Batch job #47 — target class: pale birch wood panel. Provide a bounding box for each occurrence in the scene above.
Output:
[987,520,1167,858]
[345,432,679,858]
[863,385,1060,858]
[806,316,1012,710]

====

▸ Written problem
Please reproduce every line of the listing above, replacing "birch" with "oak" and leaving everything else unchanged.

▸ Written solution
Batch job #47 — target class: pale oak wood panel. Provide a bounding box for each occurrence in the scene above.
Output:
[987,520,1167,858]
[345,432,679,858]
[863,385,1060,858]
[806,316,1012,710]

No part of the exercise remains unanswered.